### Stated problem
Beginning with the line where "job: truck trailer" appears, retype every remaining line of the data below, both the first and last included.

### Raw data
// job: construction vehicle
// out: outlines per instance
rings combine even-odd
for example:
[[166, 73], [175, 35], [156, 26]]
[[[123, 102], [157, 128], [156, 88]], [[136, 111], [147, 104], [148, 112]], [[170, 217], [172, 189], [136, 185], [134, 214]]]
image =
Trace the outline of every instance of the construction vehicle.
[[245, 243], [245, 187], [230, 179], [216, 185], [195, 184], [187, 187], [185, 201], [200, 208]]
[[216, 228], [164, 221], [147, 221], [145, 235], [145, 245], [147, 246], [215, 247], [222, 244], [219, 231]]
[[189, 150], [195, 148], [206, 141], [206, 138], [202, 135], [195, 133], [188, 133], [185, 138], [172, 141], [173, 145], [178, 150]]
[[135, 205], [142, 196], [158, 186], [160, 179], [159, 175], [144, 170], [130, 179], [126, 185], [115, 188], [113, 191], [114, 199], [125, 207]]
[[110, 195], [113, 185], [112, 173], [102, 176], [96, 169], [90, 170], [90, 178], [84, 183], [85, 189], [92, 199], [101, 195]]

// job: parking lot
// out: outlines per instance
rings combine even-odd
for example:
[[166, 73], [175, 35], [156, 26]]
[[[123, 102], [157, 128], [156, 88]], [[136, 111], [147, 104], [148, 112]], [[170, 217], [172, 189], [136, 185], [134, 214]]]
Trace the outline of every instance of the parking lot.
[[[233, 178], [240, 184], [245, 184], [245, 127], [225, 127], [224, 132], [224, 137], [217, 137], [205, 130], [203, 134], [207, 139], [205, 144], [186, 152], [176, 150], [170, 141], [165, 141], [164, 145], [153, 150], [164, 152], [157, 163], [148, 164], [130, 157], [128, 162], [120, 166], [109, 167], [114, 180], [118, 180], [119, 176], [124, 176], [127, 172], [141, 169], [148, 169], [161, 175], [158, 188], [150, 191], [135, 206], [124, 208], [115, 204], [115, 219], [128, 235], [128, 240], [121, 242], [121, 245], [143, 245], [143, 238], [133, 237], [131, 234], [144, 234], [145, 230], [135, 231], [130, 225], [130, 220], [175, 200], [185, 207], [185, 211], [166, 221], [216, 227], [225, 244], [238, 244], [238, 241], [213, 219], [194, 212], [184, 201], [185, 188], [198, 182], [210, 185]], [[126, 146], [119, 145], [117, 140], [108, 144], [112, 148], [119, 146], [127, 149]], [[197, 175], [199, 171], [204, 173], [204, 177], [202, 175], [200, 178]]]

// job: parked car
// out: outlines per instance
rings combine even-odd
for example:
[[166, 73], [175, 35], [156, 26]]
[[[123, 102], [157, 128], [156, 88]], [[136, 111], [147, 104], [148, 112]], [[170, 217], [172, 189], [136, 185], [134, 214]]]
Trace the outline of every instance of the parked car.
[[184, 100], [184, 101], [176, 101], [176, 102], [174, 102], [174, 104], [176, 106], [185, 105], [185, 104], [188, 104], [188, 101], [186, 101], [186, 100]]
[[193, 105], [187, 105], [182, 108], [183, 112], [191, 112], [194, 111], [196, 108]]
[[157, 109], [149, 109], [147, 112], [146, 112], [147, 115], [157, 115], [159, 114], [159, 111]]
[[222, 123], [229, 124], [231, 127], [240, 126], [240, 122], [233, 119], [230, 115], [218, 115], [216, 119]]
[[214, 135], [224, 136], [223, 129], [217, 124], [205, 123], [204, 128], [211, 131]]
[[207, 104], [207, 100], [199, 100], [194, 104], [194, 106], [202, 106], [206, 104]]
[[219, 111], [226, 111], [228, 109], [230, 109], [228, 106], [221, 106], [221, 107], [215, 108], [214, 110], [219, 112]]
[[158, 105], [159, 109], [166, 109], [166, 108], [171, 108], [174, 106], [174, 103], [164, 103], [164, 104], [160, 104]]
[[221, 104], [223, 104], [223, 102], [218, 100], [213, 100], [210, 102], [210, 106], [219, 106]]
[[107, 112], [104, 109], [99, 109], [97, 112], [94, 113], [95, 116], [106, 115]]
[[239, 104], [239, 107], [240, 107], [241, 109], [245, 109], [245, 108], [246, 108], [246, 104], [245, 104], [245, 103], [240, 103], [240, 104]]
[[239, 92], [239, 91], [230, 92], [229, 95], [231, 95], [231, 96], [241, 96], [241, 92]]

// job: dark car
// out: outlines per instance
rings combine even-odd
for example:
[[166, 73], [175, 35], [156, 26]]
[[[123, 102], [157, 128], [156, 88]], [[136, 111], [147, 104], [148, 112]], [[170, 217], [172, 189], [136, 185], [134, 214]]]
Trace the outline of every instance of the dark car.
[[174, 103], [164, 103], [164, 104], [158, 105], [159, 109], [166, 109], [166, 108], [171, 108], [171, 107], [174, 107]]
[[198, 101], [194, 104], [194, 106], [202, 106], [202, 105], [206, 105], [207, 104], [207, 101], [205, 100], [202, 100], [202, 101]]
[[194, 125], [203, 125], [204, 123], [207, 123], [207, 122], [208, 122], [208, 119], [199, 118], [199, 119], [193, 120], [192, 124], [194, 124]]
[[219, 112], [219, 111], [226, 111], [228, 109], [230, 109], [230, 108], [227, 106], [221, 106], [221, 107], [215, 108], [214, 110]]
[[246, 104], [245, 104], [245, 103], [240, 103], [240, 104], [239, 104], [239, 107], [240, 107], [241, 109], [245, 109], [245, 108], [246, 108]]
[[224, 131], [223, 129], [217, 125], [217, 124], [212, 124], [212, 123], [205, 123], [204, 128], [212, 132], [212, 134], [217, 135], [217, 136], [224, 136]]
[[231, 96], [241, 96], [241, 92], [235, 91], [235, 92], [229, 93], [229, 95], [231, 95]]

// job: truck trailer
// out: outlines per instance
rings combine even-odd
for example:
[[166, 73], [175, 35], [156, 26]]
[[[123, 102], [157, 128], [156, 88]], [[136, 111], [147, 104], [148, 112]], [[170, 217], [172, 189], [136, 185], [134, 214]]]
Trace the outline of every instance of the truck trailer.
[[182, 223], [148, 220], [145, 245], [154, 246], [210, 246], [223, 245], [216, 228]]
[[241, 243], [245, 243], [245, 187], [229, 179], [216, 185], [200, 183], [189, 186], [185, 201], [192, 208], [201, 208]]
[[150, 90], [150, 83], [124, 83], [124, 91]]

### Result
// job: truck trailer
// out: outlines per instance
rings combine even-odd
for example:
[[166, 73], [175, 35], [156, 26]]
[[[123, 102], [157, 128], [156, 88]], [[136, 111], [147, 104], [148, 112]], [[170, 217], [172, 189], [136, 185], [134, 214]]]
Trace the outline of every instance of the truck trailer.
[[182, 223], [148, 220], [145, 245], [154, 246], [210, 246], [223, 245], [216, 228]]
[[241, 243], [245, 243], [245, 187], [229, 179], [216, 185], [200, 183], [189, 186], [185, 201], [192, 208], [201, 208]]
[[150, 90], [150, 83], [124, 83], [124, 91]]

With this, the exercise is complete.